Это было единственное письмо, которое я от него получил. Больше никаких вестей от него не было, и мне ничего о его дальнейшей судьбе не известно. Возможно, он был убит или ранен или при отступлении полка попал в плен. А может быть, при эвакуации Крыма не захотел уезжать из России и по своей воле остался там. Иначе он как-то дал бы о себе знать и нашел меня.

Наступление, которое ожидалось и о котором мне писал поручик Лебедев, получило впоследствии название Заднепровской операции. Это была последняя попытка белых повернуть военное счастье в свою сторону и предотвратить надвигающуюся катастрофу. Одной из задач этой операции было зайти в тыл получившей в то время известность Каховки, о которой потом еще долгие годы распевали в Красной армии:

Каховка, Каховка,
Родная винтовка и т. д.

Эта Каховка находится на берегу Днепра, недалеко от Перекопа, то есть в глубоком тылу ушедшей тогда вперед Белой армии. Она была единственным опорным пунктом большевиков на левой стороне Днепра в этом месте. Здесь у них была возможность ударить по тылам добровольцев и отрезать их от Крыма. Это было самое уязвимое место белого фронта. Взять Каховку белым нужно было во что бы то ни стало: это был вопрос жизни и смерти — быть или не быть. Большевики, понимая огромное стратегическое значение Каховки, стянули туда свои лучшие части и огромное по тем временам количество артиллерии. Все попытки белых взять Каховку в лоб кончались неудачей, при этом каждый раз белые несли страшные потери.

И вот во время этой Заднепровской операции наши войска должны были обойти Каховку и взять ее с тыла. В этом должен был принимать участие и наш полк. Как я потом слышал, вначале наступление развивалось удачно: шли вперед и брали пленных. Но вскоре натолкнулись на большие свежие силы красных. Перевес был во всем на стороне большевиков. Белые войска не выдержали и дрогнули. Ко всем несчастьям прибавилось еще одно: случайным снарядом был убит известный генерал Бабиев, командующий за Днепром Кубанской конной группой. Со смертью любимого командира у кубанцев пропала вера в собственные силы. Когда наступил момент решающей атаки, в атаку они не пошли.

# Указания:
a) Переведите на английский язык предложение из фрагмента о Каховке: «Это было самое уязвимое место белого фронта».
b) Замените во фрагменте о Каховке «лучшие части» на «отборные части» и приведите ту часть текста, которая начинается со слов «Эта Каховка находится» и заканчивается словами «несли страшные потери.».
Приведённые далее данные для работы не требуются.

# Сохранённые данные:
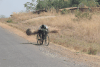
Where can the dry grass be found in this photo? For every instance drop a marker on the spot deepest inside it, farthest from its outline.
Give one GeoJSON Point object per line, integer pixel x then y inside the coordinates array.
{"type": "Point", "coordinates": [79, 35]}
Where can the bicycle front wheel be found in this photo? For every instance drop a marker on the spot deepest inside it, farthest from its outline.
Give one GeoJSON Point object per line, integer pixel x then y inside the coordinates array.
{"type": "Point", "coordinates": [39, 40]}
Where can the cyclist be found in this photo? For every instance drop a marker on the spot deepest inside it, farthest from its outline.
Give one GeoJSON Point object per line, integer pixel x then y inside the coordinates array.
{"type": "Point", "coordinates": [43, 31]}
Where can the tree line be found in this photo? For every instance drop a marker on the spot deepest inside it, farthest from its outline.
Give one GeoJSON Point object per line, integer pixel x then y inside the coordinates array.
{"type": "Point", "coordinates": [59, 4]}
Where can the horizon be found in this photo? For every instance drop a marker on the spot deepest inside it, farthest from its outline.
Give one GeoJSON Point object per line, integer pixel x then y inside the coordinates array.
{"type": "Point", "coordinates": [8, 7]}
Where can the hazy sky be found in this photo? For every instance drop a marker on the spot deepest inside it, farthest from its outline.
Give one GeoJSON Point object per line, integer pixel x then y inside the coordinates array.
{"type": "Point", "coordinates": [7, 7]}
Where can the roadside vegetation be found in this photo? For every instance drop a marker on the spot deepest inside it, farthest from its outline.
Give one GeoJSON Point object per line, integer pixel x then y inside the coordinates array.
{"type": "Point", "coordinates": [78, 30]}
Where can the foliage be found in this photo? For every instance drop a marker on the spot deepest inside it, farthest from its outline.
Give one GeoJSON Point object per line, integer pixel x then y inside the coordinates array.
{"type": "Point", "coordinates": [98, 1]}
{"type": "Point", "coordinates": [29, 6]}
{"type": "Point", "coordinates": [92, 51]}
{"type": "Point", "coordinates": [9, 20]}
{"type": "Point", "coordinates": [2, 16]}
{"type": "Point", "coordinates": [64, 11]}
{"type": "Point", "coordinates": [59, 4]}
{"type": "Point", "coordinates": [88, 3]}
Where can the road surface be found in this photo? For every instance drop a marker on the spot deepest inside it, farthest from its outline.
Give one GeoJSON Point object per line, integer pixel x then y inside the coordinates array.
{"type": "Point", "coordinates": [18, 52]}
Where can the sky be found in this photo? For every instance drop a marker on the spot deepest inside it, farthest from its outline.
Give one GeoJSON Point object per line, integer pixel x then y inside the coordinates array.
{"type": "Point", "coordinates": [7, 7]}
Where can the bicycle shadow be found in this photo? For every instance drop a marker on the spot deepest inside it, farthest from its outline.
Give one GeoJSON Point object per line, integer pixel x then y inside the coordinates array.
{"type": "Point", "coordinates": [32, 44]}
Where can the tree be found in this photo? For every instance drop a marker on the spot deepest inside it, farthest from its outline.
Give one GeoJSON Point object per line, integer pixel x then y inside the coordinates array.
{"type": "Point", "coordinates": [98, 1]}
{"type": "Point", "coordinates": [29, 6]}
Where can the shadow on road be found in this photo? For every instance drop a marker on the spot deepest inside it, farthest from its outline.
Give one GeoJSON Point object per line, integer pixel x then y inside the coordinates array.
{"type": "Point", "coordinates": [32, 44]}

# Ответы на задания:
a) This was the most vulnerable point of the White front.

b)
Эта Каховка находится на берегу Днепра, недалеко от Перекопа, то есть в глубоком тылу ушедшей тогда вперед Белой армии. Она была единственным опорным пунктом большевиков на левой стороне Днепра в этом месте. Здесь у них была возможность ударить по тылам добровольцев и отрезать их от Крыма. Это было самое уязвимое место белого фронта. Взять Каховку белым нужно было во что бы то ни стало: это был вопрос жизни и смерти — быть или не быть. Большевики, понимая огромное стратегическое значение Каховки, стянули туда свои отборные части и огромное по тем временам количество артиллерии. Все попытки белых взять Каховку в лоб кончались неудачей, при этом каждый раз белые несли страшные потери.